__OBJECTIF__
Recopiez à l'identique le passage qui va de la ligne contenant « Question: Mark the paving » jusqu'à la ligne contenant « [191,161,304,241] », ces deux lignes comprises.

__ENTRÉES FOURNIES__
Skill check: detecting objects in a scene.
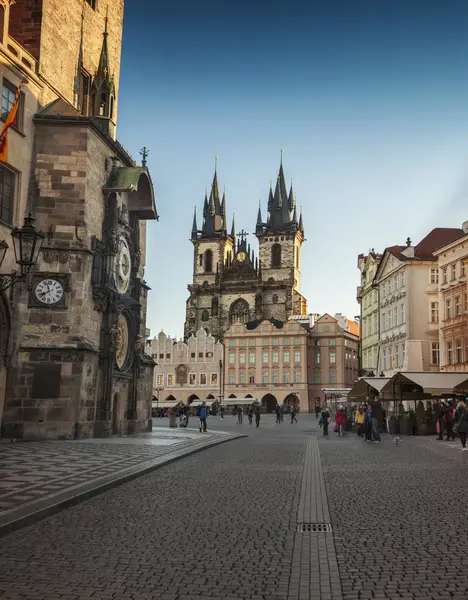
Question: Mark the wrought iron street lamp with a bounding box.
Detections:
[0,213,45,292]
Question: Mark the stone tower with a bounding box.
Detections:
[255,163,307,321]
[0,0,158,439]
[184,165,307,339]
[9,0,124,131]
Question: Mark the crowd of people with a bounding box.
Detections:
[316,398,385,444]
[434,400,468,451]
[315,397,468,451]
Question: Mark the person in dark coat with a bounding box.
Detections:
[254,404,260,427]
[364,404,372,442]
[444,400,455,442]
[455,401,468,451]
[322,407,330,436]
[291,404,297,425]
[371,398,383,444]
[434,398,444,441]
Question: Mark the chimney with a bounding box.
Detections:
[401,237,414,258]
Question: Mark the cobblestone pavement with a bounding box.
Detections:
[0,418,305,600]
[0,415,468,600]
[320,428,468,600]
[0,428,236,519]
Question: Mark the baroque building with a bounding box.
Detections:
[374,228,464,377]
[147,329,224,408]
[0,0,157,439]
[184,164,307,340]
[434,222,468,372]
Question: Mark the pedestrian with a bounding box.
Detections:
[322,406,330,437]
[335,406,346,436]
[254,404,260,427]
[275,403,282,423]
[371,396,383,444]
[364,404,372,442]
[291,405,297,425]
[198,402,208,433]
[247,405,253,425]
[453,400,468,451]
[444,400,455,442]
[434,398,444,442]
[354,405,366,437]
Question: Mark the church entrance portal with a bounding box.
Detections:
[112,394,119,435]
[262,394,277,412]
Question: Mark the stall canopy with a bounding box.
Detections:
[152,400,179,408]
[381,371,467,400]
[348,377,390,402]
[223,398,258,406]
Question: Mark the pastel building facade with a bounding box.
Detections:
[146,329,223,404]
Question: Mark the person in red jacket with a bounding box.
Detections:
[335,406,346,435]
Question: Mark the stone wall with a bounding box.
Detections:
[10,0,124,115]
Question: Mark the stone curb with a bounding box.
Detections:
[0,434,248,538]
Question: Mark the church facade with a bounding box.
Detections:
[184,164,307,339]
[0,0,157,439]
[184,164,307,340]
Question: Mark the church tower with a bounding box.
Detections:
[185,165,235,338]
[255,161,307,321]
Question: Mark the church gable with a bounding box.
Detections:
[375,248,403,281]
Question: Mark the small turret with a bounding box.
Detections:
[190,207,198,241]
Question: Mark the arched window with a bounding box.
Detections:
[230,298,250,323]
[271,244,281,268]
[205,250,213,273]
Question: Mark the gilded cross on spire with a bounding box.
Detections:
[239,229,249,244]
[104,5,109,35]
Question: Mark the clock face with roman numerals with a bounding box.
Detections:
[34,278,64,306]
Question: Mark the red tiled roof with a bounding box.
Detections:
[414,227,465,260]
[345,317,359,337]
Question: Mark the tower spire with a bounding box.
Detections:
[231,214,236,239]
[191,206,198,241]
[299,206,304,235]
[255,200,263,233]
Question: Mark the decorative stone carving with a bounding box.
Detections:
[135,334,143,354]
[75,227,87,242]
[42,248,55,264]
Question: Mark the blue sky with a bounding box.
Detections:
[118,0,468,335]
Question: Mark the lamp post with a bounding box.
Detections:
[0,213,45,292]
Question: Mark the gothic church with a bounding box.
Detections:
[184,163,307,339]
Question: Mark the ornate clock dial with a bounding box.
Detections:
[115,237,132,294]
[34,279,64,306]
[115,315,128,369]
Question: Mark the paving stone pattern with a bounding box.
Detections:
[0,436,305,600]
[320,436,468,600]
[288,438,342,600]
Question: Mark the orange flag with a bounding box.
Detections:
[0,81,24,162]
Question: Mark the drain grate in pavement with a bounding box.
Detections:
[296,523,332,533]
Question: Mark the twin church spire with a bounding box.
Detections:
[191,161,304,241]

---

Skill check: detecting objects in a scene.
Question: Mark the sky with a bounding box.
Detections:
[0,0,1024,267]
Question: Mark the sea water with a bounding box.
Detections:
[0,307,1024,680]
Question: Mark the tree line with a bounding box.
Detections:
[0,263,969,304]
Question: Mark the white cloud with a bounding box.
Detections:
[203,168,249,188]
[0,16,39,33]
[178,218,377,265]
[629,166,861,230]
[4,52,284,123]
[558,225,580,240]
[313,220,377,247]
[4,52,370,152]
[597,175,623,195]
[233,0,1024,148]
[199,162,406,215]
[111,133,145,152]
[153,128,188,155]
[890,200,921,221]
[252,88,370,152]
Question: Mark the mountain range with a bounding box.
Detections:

__CORRIGÉ__
Question: Mark the paving stone pattern with a bounding box.
Detections:
[0,436,305,600]
[320,436,468,600]
[288,438,342,600]
Question: Mark the orange flag with a bounding box.
Detections:
[0,81,24,162]
Question: Mark the drain grate in pavement with a bounding box.
Detections:
[296,523,332,533]
Question: Mark the twin church spire with a bounding box.
Detections:
[191,161,304,241]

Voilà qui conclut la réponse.